## start Dataset entries
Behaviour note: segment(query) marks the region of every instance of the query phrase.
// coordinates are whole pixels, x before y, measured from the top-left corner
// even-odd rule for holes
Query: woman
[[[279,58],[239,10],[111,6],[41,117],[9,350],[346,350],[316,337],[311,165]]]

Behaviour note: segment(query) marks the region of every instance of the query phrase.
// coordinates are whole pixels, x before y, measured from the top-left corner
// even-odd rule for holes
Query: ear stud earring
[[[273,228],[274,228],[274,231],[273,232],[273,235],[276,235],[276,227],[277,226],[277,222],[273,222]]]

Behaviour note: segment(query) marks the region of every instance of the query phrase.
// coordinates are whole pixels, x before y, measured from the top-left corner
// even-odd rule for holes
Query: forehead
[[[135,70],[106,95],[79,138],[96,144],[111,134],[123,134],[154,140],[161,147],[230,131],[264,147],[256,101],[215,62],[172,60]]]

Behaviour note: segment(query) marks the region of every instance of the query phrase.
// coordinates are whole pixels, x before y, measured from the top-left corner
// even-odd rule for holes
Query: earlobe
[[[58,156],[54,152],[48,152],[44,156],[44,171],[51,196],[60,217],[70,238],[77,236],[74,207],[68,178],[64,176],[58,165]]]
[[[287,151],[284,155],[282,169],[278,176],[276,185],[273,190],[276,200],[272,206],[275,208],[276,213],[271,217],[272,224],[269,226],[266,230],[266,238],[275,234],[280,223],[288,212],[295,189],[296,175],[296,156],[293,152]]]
## end Dataset entries
Please retype all of the entries above, character for character and line by line in their original order.

Behaviour note: segment(query) marks the region of every instance of the query phrase.
// coordinates are whole pixels, x before y, measured from the top-left corner
// even-odd rule for holes
Query: woman
[[[279,58],[239,10],[111,6],[41,117],[9,350],[346,350],[316,337],[311,165]]]

Behaviour note: segment(query) marks the region of every instance of the query phrase.
// coordinates are whole pixels, x before y, measured from the top-left corner
// even-odd rule for holes
Query: ear stud earring
[[[273,228],[274,228],[274,231],[273,232],[273,235],[276,235],[276,227],[277,226],[277,222],[273,222]]]

Behaviour note: segment(query) marks the region of every instance of the query phrase.
// coordinates are whole pixels, x before y, measured from the top-left corner
// even-odd rule for holes
Query: forehead
[[[135,70],[106,95],[79,138],[96,144],[111,134],[123,134],[154,140],[161,147],[230,131],[264,147],[256,101],[215,62],[172,60]]]

Behaviour note: segment(query) marks the region of every instance of the query phrase.
// coordinates are whole pixels, x before y, measured from the top-left corner
// even-odd rule for holes
Query: earlobe
[[[58,156],[54,152],[48,152],[44,156],[44,171],[51,196],[60,217],[70,238],[77,236],[74,207],[68,178],[64,176],[58,165]]]
[[[287,151],[284,155],[282,169],[278,176],[276,185],[273,190],[276,200],[272,206],[275,208],[276,213],[271,217],[272,224],[269,226],[266,230],[266,238],[275,234],[280,223],[288,212],[295,189],[296,175],[296,156],[293,152]]]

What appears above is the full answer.